SOURCE RECORDS —
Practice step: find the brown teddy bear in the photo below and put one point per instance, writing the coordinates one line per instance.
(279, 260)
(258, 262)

* * *

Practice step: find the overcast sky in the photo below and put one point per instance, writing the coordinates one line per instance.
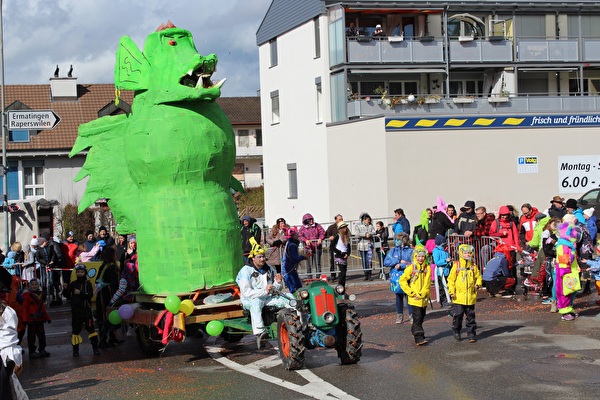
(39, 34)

--

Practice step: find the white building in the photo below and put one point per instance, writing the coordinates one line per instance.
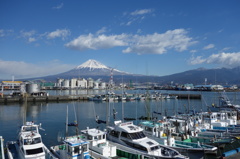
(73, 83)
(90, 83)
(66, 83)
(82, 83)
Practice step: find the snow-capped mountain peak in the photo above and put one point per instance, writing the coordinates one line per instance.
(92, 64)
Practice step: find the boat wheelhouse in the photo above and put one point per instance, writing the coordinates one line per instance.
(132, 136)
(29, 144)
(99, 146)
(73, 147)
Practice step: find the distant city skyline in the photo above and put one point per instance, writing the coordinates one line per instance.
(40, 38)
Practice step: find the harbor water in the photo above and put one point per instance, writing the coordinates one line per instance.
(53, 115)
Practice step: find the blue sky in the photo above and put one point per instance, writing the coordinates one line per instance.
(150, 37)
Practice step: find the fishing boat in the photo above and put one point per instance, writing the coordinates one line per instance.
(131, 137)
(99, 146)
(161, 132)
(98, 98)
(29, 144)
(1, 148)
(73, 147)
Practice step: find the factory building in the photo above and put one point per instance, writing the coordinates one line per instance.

WHAT IS BEING ASKED — Put the part of the material that opens with the line containing "Practice step: find the white" and closes with the line containing "Practice step: find the factory" into a numbered list, keeping both of those lines and skipping any blank lines. Leave the pictures out.

ANSWER BELOW —
1. Practice step: find the white building in the photo below and put one point per instance, writing the coordinates one line per instance.
2. (73, 83)
3. (90, 83)
4. (66, 83)
5. (82, 83)
6. Practice step: find the snow-capped mountain peak in the photo above and put one point per instance, writing the coordinates one line per instance.
7. (92, 64)
8. Practice step: find the boat wheelhouse in the photo above and put one point per instance, writing the coordinates one line per instance.
9. (132, 136)
10. (29, 144)
11. (99, 146)
12. (73, 147)
13. Practice step: find the distant city skyline in the photo above and put one point per instance, writing the coordinates one line per instance.
14. (40, 38)
15. Practice step: find the harbor water in the photo above and put one point per instance, writing the coordinates one line per instance.
16. (53, 115)
17. Practice step: find the blue sky in the photo above and put one point per instance, writing the coordinates one line per instance.
18. (150, 37)
19. Practice step: find the fishing boat in the photo above and put one point per instance, writing the coordinates one line per instance.
20. (131, 137)
21. (99, 146)
22. (161, 132)
23. (98, 98)
24. (29, 144)
25. (1, 148)
26. (73, 147)
27. Practice step: find the factory building in the photo above and put one point per instance, writing the coordinates one line per instance.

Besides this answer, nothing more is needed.